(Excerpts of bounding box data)
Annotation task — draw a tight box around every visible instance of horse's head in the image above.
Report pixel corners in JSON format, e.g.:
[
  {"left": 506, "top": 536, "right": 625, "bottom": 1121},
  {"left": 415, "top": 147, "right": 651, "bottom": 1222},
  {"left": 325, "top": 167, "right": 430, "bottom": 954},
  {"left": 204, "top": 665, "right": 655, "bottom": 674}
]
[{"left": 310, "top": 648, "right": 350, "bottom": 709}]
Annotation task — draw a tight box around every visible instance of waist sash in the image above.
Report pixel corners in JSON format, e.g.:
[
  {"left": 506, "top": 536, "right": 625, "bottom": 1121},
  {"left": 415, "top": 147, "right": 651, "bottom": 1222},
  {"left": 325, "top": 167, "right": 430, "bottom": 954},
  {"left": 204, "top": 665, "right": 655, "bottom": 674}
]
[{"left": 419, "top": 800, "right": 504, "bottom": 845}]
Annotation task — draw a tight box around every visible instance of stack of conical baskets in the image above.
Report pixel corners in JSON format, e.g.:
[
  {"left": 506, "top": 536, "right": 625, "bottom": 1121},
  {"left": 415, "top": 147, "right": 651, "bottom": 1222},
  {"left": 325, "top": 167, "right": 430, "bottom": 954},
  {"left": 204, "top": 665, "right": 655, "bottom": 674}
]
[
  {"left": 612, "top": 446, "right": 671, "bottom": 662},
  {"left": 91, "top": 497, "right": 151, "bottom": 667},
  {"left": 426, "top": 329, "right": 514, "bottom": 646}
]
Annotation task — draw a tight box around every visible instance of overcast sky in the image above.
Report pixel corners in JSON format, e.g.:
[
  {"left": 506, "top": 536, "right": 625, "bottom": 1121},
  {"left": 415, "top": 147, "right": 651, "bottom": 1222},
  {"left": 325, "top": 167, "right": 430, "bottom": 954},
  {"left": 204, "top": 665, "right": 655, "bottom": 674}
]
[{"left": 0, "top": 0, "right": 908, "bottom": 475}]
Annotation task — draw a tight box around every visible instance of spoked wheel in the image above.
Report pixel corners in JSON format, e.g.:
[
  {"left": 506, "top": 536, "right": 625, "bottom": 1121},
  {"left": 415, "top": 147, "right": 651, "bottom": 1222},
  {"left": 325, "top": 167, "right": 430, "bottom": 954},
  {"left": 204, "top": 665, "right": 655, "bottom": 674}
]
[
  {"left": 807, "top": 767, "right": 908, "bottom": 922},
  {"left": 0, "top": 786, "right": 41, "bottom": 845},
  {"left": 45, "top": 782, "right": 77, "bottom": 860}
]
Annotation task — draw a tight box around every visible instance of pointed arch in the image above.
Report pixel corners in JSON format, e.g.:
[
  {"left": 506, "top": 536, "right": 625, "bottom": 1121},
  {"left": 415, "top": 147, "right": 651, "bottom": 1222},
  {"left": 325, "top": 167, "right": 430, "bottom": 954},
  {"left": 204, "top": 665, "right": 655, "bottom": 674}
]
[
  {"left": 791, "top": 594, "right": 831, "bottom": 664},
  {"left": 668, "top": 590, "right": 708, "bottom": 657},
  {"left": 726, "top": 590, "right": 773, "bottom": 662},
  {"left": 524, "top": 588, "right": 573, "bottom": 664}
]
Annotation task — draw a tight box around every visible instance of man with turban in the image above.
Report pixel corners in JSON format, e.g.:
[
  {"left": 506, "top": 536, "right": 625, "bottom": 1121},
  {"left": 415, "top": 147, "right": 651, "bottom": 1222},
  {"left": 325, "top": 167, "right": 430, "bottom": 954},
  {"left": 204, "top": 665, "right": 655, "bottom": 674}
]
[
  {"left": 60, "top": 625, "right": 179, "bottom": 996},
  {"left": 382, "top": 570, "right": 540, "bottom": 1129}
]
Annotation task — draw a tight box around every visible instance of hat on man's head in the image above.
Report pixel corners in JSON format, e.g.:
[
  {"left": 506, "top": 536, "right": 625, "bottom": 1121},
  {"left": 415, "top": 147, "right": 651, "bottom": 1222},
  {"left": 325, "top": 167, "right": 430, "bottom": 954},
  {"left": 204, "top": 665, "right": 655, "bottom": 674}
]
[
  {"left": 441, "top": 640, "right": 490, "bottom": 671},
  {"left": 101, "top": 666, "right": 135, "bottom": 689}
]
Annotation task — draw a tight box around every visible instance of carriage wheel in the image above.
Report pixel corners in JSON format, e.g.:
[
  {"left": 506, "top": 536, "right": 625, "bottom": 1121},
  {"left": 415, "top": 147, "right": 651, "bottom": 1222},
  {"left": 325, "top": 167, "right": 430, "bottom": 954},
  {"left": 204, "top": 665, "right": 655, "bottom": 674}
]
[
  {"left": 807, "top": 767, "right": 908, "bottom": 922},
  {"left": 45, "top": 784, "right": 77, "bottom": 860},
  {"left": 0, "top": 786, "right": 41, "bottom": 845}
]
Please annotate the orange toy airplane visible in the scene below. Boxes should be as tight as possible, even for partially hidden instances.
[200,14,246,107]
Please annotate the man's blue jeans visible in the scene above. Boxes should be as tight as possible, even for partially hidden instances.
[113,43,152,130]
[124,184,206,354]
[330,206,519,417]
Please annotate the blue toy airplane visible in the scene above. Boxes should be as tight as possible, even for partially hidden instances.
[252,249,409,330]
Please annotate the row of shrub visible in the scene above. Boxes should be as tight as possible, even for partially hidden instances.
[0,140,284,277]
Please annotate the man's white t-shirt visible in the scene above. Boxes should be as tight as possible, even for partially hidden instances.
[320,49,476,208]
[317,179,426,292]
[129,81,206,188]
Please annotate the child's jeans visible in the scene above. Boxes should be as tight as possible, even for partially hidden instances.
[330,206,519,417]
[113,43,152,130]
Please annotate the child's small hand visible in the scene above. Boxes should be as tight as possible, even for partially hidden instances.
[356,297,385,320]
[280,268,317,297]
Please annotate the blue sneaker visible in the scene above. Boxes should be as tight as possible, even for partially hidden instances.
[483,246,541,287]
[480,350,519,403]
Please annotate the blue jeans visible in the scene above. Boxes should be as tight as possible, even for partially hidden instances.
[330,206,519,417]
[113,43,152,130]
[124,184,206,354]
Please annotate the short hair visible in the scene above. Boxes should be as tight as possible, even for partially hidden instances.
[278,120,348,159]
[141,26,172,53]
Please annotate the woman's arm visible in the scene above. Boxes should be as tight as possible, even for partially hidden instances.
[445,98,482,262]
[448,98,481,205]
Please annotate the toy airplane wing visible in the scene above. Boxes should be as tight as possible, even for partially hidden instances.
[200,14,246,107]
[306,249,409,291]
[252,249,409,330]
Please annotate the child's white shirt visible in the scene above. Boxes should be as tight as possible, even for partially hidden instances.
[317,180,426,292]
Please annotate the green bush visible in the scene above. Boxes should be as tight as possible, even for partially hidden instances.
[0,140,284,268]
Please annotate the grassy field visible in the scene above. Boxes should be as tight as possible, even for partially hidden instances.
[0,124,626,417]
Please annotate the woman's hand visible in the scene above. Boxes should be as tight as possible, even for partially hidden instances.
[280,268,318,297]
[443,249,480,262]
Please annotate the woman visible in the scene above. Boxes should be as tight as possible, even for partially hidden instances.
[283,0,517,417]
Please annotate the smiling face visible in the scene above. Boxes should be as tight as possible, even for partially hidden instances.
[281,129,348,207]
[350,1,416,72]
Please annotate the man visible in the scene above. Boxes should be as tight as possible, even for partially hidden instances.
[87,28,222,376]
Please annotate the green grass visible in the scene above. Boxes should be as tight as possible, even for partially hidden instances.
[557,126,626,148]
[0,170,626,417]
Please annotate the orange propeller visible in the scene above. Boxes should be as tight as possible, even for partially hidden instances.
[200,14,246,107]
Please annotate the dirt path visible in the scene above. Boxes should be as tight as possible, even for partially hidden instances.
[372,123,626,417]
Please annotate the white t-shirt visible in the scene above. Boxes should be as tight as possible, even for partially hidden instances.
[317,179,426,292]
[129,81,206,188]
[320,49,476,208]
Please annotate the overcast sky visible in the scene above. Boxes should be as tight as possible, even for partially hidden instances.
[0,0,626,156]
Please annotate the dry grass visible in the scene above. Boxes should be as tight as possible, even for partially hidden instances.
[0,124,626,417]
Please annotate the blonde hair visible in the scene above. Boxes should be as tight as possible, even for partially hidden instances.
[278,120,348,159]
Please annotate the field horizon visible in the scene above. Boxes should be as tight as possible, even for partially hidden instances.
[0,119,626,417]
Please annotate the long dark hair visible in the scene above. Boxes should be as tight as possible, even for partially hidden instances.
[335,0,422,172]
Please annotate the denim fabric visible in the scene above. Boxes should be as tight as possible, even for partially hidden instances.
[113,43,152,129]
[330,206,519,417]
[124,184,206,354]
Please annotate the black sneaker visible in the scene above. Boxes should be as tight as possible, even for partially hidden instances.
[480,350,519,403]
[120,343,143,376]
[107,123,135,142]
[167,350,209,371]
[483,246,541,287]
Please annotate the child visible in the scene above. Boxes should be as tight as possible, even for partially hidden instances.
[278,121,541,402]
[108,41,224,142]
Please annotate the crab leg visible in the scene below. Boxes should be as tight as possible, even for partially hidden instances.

GOAL OF THE EXERCISE: Rewrite the lines of the material between the line holding "Please annotate the field" and the line holding "[0,119,626,417]", inclusive, raising each box coordinate in the answers by 123.

OUTPUT:
Please annotate the field horizon visible in the scene above. Boxes should be as tight as possible, even for partially hidden instances.
[123,242,749,540]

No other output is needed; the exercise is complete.